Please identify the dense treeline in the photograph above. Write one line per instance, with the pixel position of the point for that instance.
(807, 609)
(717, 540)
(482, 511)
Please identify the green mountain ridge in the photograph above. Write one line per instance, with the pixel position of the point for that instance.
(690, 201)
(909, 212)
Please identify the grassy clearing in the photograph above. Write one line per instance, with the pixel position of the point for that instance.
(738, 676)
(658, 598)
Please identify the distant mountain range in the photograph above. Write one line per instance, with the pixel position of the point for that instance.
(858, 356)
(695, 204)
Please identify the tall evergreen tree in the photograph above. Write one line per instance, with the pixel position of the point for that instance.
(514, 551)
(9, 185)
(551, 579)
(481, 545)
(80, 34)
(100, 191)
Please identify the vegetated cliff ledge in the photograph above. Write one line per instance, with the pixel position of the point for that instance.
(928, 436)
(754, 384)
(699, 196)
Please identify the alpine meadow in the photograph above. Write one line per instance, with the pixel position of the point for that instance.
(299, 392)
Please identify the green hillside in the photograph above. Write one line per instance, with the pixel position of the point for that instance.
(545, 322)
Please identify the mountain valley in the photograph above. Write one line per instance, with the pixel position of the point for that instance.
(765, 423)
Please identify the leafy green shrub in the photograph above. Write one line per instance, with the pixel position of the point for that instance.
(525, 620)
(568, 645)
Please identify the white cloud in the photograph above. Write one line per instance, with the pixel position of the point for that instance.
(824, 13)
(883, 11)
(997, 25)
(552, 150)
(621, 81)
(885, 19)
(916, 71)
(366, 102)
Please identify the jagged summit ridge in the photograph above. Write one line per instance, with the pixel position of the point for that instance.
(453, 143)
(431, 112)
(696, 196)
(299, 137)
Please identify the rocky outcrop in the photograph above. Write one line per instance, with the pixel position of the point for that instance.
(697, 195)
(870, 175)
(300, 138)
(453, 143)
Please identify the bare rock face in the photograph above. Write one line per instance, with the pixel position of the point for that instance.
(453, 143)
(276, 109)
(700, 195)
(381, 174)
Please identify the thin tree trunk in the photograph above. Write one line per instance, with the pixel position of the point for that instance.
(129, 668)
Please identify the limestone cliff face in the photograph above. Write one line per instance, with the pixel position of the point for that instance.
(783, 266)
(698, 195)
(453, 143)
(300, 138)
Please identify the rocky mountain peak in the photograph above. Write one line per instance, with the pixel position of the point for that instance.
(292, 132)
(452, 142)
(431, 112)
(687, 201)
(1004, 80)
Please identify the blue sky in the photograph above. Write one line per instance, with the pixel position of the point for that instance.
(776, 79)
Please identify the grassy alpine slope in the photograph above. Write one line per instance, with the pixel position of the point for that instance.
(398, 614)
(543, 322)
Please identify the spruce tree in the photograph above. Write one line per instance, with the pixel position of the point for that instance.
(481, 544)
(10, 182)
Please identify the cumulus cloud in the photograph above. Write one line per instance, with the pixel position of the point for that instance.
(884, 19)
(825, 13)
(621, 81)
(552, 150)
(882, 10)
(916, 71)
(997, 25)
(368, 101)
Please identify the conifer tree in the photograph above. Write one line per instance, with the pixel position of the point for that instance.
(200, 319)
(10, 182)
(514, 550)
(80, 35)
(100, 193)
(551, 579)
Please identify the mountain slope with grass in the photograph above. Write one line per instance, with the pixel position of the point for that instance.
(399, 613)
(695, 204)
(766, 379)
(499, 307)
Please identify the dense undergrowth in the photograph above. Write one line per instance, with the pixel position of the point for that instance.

[Given exercise]
Reproduce every one of the records above line for line, with no changes to any wording or punctuation.

[Solution]
Please identify the dense treeline in the photograph above. Write one line per instance, with the pixel position of the point for that instance.
(807, 609)
(717, 540)
(482, 511)
Please identify the green mountain ridge in the photograph above. Write one line per instance, with the pixel position of the point for that instance.
(690, 201)
(909, 212)
Please identify the grassy clearing in the photograph above. Write one line per instance, with the pixel position of the point for that instance.
(738, 676)
(658, 598)
Please identify the distant mountain range in the photograph above. Write one line per instance, with the pixel position of the point for that instance.
(858, 356)
(695, 204)
Please identify the tall evergreen tree in the photograph above. Write one line per instance, with the pixel position of the point for that instance.
(514, 551)
(9, 185)
(551, 579)
(481, 545)
(80, 34)
(100, 191)
Please identify the vegetated cliff ledge in the photograph above. Write one line per instance, with the pixel position of the point for that instance.
(928, 436)
(754, 384)
(699, 196)
Please identify the alpine meadow in the photograph above. Write one line per instance, with the pixel position of the point for that instance.
(299, 392)
Please identify the green hillside in the photograph above. Write one line per instance, with the pixel position of the point for that instance.
(545, 322)
Please identify the mountain valley in the photograph above. Write one line per instance, with the pixel position of the point for that instance.
(765, 423)
Please identify the leafy green shrub in the photograph above. Write one line per instance, with the pixel position of the point for that instance.
(525, 620)
(568, 645)
Please identify the white cloud in the photograph above. Write one line per instance, with the pixel position of the point for that instance.
(824, 13)
(883, 11)
(997, 25)
(552, 150)
(621, 81)
(885, 19)
(916, 71)
(366, 102)
Please identify the jagged summit ridge in the photograph above. Write one line per instance, with the pixel position of the point for that instance.
(453, 143)
(431, 112)
(696, 196)
(299, 137)
Please identify the rocky outcrop in the photograph above. Write one line per instance, with the pixel position of the point for that instance.
(697, 195)
(870, 175)
(300, 138)
(453, 143)
Please identify the bare rock face in the photograph above. Write one line per instance, with the pixel position of the point for that instance.
(453, 143)
(276, 109)
(700, 195)
(381, 174)
Please identify the thin tree trunk in the photograph above. Write one line per instance, with the pixel position of the point for that instance.
(129, 668)
Please identify the limestone cliff face in the photograph above. Write one line per instance, with the pixel position of the point for that instance.
(783, 266)
(698, 195)
(453, 143)
(300, 138)
Please identify the rocky mountain peak in the photograph above. Write one line per instance, with the pixel position of the point for that instance.
(292, 132)
(452, 142)
(431, 112)
(687, 201)
(1004, 80)
Please identify the blue sky in the photograph above. Write one line per instance, with the pixel position of the point for that instance.
(776, 79)
Please identify the grassy alpine slope in the photograph above. Write one line per instance, with the pixel position of the point for that instance.
(398, 614)
(543, 322)
Please identify the spruce tree in the photograph above. Write one line per instance, with the pixel position of the point for that instance.
(481, 544)
(10, 182)
Please identify the cumulus cloud in the photograph above. Write one line per instance, with the pixel position of the point for that instance.
(884, 19)
(825, 13)
(621, 81)
(552, 150)
(882, 10)
(916, 71)
(997, 25)
(368, 101)
Please identify the conifer tree in the photograph above. Write one line per instance, with the pixel position of the point for that instance.
(200, 319)
(10, 182)
(514, 550)
(80, 35)
(100, 193)
(551, 579)
Please identify the mountain slope with grass in the photograph above. Write one line per instance, with the pixel position of the point for that instance.
(399, 613)
(695, 204)
(766, 379)
(499, 307)
Please identify the dense undergrowth in the photograph above. Write one line per instance, with the pixel position of the point for that instance.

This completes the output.